** Input material follows **

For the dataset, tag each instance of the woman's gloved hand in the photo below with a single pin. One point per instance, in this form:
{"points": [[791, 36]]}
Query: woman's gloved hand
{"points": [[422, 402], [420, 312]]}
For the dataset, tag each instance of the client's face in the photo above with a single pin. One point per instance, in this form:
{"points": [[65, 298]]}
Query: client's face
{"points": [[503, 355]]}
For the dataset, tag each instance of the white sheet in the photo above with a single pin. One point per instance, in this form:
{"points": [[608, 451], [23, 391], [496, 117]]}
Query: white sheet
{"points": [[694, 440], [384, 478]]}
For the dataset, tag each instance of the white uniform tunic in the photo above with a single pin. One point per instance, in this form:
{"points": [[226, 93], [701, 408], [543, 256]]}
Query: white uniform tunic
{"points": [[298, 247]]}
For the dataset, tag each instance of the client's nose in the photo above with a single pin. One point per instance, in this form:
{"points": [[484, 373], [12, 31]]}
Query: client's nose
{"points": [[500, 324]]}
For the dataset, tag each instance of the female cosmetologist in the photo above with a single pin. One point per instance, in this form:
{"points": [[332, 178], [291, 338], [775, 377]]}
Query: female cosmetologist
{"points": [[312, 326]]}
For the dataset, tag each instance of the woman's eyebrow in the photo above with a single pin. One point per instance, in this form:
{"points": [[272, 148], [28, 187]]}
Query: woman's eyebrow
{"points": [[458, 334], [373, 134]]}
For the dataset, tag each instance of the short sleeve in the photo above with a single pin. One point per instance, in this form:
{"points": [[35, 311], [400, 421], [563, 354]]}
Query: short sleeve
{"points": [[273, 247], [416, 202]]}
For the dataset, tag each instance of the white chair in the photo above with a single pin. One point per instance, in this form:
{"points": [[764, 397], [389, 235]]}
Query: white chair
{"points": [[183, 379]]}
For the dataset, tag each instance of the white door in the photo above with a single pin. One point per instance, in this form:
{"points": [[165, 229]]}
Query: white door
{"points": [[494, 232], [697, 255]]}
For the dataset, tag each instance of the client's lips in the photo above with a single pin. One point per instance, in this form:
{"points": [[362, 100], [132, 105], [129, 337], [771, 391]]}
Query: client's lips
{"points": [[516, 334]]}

** End of Input material **

● What needs to be done: The full data, repeated exactly, is the only acceptable output.

● Answer section:
For the dataset, tag each instance of the woman's gloved hand in the photo below with a single pin. One point per instance, in this form:
{"points": [[791, 36]]}
Query: woman's gloved hand
{"points": [[422, 402], [420, 312]]}
For the dataset, tag each instance of the client's face in the photo above with a single pin. One point per instance, in this form:
{"points": [[65, 298]]}
Query: client's face
{"points": [[503, 355]]}
For the dataset, tag each instance of the white sheet in the photo above with a single pin. One point per instance, in this form:
{"points": [[608, 451], [23, 391], [496, 117]]}
Query: white sheet
{"points": [[694, 440], [384, 478]]}
For the dataset, tag each instance of the white uniform tunic in the photo above with a single pin. One point per instance, in this form:
{"points": [[226, 93], [701, 408], [543, 256]]}
Query: white uniform tunic
{"points": [[298, 247]]}
For the dataset, tag each instance of the client's nose in the photo above with a single pin. One point per instance, in this form:
{"points": [[484, 373], [12, 31]]}
Query: client's nose
{"points": [[500, 324]]}
For the dataset, tag each instance of the female cosmetologist in the photo above with a single pin. One point per instance, in this form:
{"points": [[332, 178], [291, 338], [775, 377]]}
Query: female cosmetologist
{"points": [[312, 326]]}
For the dataset, tag each instance of the woman's eyebrow in the photo above with a single pin. One point per instance, in this form:
{"points": [[272, 148], [28, 187]]}
Query: woman's eyebrow
{"points": [[458, 334], [373, 134]]}
For the dataset, tag each instance of the short sleeve in the photo above with a single pin. One point per instance, in this form:
{"points": [[35, 311], [400, 421], [563, 354]]}
Query: short sleeve
{"points": [[273, 247], [416, 202]]}
For the dataset, tag each instance of the white chair in the photo above with a single pin. One point per instance, in this form:
{"points": [[764, 397], [389, 235]]}
Query: white chair
{"points": [[183, 379]]}
For the dataset, tag each instance of the white door in the photo above with a single pin. One point per instance, in this form:
{"points": [[165, 229]]}
Query: white door
{"points": [[494, 232], [697, 255]]}
For the dataset, tag each instance of the client's lips in the photo above with a single pin. One point per instance, in this form:
{"points": [[362, 100], [132, 105], [129, 337], [771, 391]]}
Query: client's lips
{"points": [[516, 334]]}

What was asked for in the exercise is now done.